TASK LIST:
- a) According to the diabetic kidney disease poster abstract, what model is used to validate the role of the transcriptional factors in DN development?
- b) Extend the diabetic kidney disease poster abstract, picking up after its final sentence.

PAGE EXTRACT:
Functional Validation and Network-Based Prioritization of Key Transcriptional Factors of Diabetic Kidney Disease

Poster by Ikhlak Ahmed (Sidra Medicine), Mubarak Ziab (Sidra Medicine), Sahar Da’as (Sidra Medicine, Hamad Bin Khalifa University), Waseem Hasan (Sidra Medicine), Sujitha P. Jeya (Sidra Medicine), Elbay Aliyev (Sidra Medicine), Sabah Nisar (Sidra Medicine), Ajaz A. Bhat (Sidra Medicine), Khalid Fakhro (Sidra Medicine, Hamad Bin Khalifa University, Weill Cornell Medicine College - Qatar), Ammira S. Alshabeeb Akil (Sidra Medicine)

Background: Diabetic nephropathy (DN) is one of the most established microvascular complications of diabetes and a key cause of end-stage renal disease. It is well established that gene susceptibility to DN plays a critical role in disease pathophysiology. Therefore, many genetic studies have been performed to categorize candidate genes in prominent diabetic cohorts, aiming to investigate DN pathogenesis and etiology.

Objective: The objective of this study is to identify critical transcriptional factors associated with diabetic nephropathy (DN) progression and validate their role in DN development using a hyperglycemic zebrafish model.

Methods: In this study, we performed a meta-analysis on the expression profiles of GSE1009, GSE30122, GSE96804, GSE99340, GSE104948, GSE104954, and GSE111154 to identify critical transcriptional factors associated with DN progression. The analysis was conducted for all individual datasets for each kidney tissue (glomerulus, tubules, and kidney cortex).

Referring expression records
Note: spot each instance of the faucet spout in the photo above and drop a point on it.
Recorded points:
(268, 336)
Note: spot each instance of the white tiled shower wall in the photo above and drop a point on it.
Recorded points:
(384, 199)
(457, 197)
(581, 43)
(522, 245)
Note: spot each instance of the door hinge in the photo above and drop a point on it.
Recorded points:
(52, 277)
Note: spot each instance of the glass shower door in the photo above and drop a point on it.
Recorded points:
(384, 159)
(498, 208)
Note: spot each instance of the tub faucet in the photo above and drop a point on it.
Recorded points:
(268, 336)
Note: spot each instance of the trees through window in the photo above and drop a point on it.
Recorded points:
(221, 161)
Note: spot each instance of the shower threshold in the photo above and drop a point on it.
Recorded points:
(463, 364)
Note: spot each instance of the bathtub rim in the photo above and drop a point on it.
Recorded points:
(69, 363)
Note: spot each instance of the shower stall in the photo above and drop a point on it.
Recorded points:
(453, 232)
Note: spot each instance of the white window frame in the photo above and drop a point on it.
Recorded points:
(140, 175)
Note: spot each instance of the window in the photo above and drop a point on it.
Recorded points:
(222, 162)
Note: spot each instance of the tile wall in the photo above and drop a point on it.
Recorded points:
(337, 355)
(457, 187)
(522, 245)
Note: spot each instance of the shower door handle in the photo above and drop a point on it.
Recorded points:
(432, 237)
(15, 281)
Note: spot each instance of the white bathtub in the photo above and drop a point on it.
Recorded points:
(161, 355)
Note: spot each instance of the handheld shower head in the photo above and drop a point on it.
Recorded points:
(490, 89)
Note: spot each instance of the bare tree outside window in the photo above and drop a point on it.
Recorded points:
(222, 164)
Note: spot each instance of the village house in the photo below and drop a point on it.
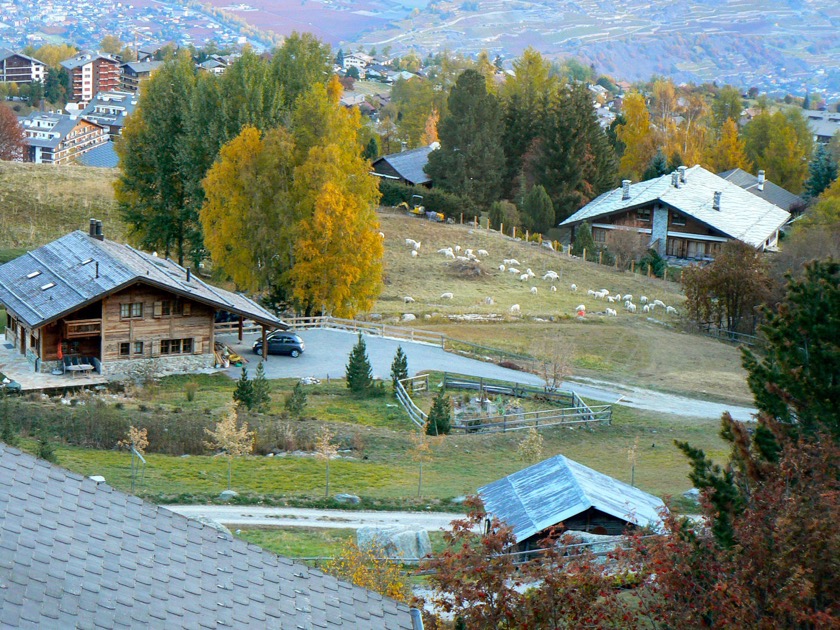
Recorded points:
(75, 553)
(19, 68)
(91, 73)
(53, 138)
(687, 214)
(88, 299)
(561, 494)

LIST OF ANSWERS:
- a) A hyperglycemic zebrafish model.

- b)
Results: We identified distinct clusters of susceptibility genes that were dysregulated in a renal compartment- specific pattern. Further, we recognized a small but a closely connected set of these susceptibility genes enriched for podocyte differentiation, several of which were characterized as genes encoding critical transcriptional factors (TFs) involved in DN development and podocyte function. To validate the role of identified TFs in DN progression, we functionally validated the three main TFs (DACH1, LMX1B, and WT1) identified through differential gene expression and network analysis using the hyperglycemic zebrafish model. We report that hyperglycemia-induced altered gene expression of the key TF genes leads to morphological abnormalities in zebrafish glomeruli, pronephric tubules, proximal and distal ducts.

Conclusion: This study demonstrated that altered expression of these TF genes could be associated with hyperglycemia-induced nephropathy and, thus, aids in understanding the molecular drivers, essential genes, and pathways that trigger DN initiation and development.